Kapa Oil Refineries & 7 others v Export Processing Zones Authority & 2 others [2022] KEELC 13425 (KLR) | Functus Officio | Esheria

Kapa Oil Refineries & 7 others v Export Processing Zones Authority & 2 others [2022] KEELC 13425 (KLR)

Full Case Text

Kapa Oil Refineries & 7 others v Export Processing Zones Authority & 2 others (Environment & Land Case 35 of 2010) [2022] KEELC 13425 (KLR) (12 October 2022) (Ruling)

Neutral citation: [2022] KEELC 13425 (KLR)

Republic of Kenya

In the Environment and Land Court at Machakos

Environment & Land Case 35 of 2010

A Nyukuri, J

October 12, 2022

Between

Kapa Oil Refineries

1st Plaintiff

Nation Media Group Limited

2nd Plaintiff

Sanpac Africa Limited

3rd Plaintiff

Allpack Industries Limited

4th Plaintiff

Orbit Chemicals Limited

5th Plaintiff

Mabati Rolling Mills Limited

6th Plaintiff

Doshi Enterprises Limited

7th Plaintiff

Decent Developers Limited

8th Plaintiff

and

Export Processing Zones Authority

1st Defendant

Mavoko Water and Sewerage Company Limited

2nd Defendant

Tanathi Water Services Board

3rd Defendant

Ruling

1. Vide an application dated September 6, 2021, the plaintiffs/applicants sought for the following orders;a)That the 1st, 7th and 8th plaintiffs having paid all sums due under the judgment with respect to the 1st defendant’s counterclaim, this matter be marked as settled on the 1st defendant’s claim.b)That the 1st defendant be asked and directed to obey and comply with the judgment.c)That the 1st, 7th and 8th plaintiff upon payment of the sums ordered by the court and complying with the contract, the 1st defendant be restrained from interference and usage of the sewer by the said plaintiffs until and unless a new contract is entered into by the parties.d)That the costs of the application be provided for.

2. The application is supported by the affidavit of Samuel Njoroge, the legal affairs manager of the 1st plaintiff, sworn on September 6, 2021. The applicants’ case is that this court entered judgment for the 1st defendant on the counterclaim and ordered the 1st, 7th and 8th plaintiffs to pay charges for the usage of the sewer line as agreed by the parties in the contract between them. The applicants further stated that they have paid all the sums as ordered in the decree and have continued to pay the contractual sum as agreed between the parties.

§ **INFORMATION SUPPLIED**
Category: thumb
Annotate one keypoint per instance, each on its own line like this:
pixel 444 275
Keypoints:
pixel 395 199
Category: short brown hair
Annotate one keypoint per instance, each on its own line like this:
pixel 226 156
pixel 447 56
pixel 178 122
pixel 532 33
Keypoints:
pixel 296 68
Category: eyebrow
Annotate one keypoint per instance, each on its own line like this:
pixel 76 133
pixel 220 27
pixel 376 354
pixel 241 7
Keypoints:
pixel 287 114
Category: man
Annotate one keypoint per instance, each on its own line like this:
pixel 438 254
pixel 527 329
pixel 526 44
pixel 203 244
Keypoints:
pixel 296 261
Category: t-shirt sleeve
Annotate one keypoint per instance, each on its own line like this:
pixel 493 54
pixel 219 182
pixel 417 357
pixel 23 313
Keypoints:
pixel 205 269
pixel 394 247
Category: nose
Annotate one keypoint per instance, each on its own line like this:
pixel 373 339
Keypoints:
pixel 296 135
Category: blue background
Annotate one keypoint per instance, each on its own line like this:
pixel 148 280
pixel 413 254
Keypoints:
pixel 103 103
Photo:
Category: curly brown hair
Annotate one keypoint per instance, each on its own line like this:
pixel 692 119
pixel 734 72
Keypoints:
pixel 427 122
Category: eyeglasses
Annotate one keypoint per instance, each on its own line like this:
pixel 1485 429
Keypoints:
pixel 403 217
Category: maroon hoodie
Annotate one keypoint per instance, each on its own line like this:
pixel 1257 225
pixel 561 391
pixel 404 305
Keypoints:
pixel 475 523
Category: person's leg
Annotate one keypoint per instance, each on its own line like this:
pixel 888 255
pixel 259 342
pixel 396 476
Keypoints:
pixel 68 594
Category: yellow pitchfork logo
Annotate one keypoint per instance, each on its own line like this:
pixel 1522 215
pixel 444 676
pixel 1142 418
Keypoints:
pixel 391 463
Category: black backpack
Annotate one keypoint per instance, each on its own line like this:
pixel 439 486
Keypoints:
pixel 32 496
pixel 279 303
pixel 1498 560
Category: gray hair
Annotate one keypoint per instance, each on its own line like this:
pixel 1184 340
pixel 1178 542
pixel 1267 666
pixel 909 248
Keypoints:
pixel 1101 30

§ **WHAT TO DO**
[a] Copy the court ruling above word for word, from "Full Case Text" to "Neutral citation: [2022] KEELC 13425 (KLR)".
[b] According to the court ruling, who swore the affidavit supporting the application dated September 6, 2021?

§ **TASK ANSWERS**
[a]
Full Case Text

Kapa Oil Refineries & 7 others v Export Processing Zones Authority & 2 others (Environment & Land Case 35 of 2010) [2022] KEELC 13425 (KLR) (12 October 2022) (Ruling)

Neutral citation: [2022] KEELC 13425 (KLR)

[b] Samuel Njoroge, the legal affairs manager of the 1st plaintiff.